Items from a dataset
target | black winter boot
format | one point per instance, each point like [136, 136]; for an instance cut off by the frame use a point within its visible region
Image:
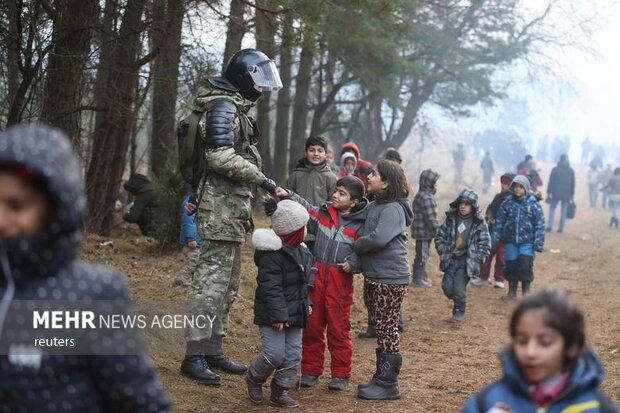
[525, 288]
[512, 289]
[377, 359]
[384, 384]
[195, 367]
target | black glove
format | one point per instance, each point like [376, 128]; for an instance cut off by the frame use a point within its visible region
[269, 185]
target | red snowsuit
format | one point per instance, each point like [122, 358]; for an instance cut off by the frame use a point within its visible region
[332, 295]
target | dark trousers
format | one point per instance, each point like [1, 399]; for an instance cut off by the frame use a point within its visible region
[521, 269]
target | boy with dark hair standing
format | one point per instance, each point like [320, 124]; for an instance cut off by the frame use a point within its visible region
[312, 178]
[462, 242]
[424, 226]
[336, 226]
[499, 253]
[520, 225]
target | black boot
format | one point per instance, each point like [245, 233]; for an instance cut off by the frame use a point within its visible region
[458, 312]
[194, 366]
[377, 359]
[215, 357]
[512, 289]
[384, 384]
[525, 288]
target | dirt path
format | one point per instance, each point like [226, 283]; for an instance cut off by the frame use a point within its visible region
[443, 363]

== PROBLEM TO SOLVE ==
If any image appears in the entries, omit it and return the rest verbatim.

== REPLY ==
target | black winter boot
format | one point per instance, each point like [136, 136]; for an instance cut off by the frame use a point within its visible region
Image:
[525, 288]
[512, 289]
[377, 359]
[384, 384]
[195, 367]
target | black glove
format | one point per instance, each point like [376, 128]; for an instance cut off by the frame use a point within its visible region
[269, 185]
target | red snowsuit
format | one point per instance, each point like [122, 358]; for an instance cut off by the frame use a point within its visible region
[332, 295]
target | dark trousers
format | one point per instance, each point like [1, 399]; for an instance cut off by the frame use a point within its visible region
[521, 269]
target | boy with dark hair standing
format | one point per instance, each point like [320, 124]; for an instance cut off by the frame use a point within its visible region
[312, 178]
[462, 242]
[424, 226]
[336, 226]
[499, 253]
[520, 225]
target | black boot
format | one point per instance, each point like [245, 233]; for an instance cut off by the frame use a point within its visible region
[458, 312]
[194, 366]
[377, 359]
[215, 357]
[512, 289]
[384, 384]
[525, 288]
target | dirt path
format | one point per instance, each point like [226, 283]; for an instance cut off by the frame use a point within its visible region
[443, 363]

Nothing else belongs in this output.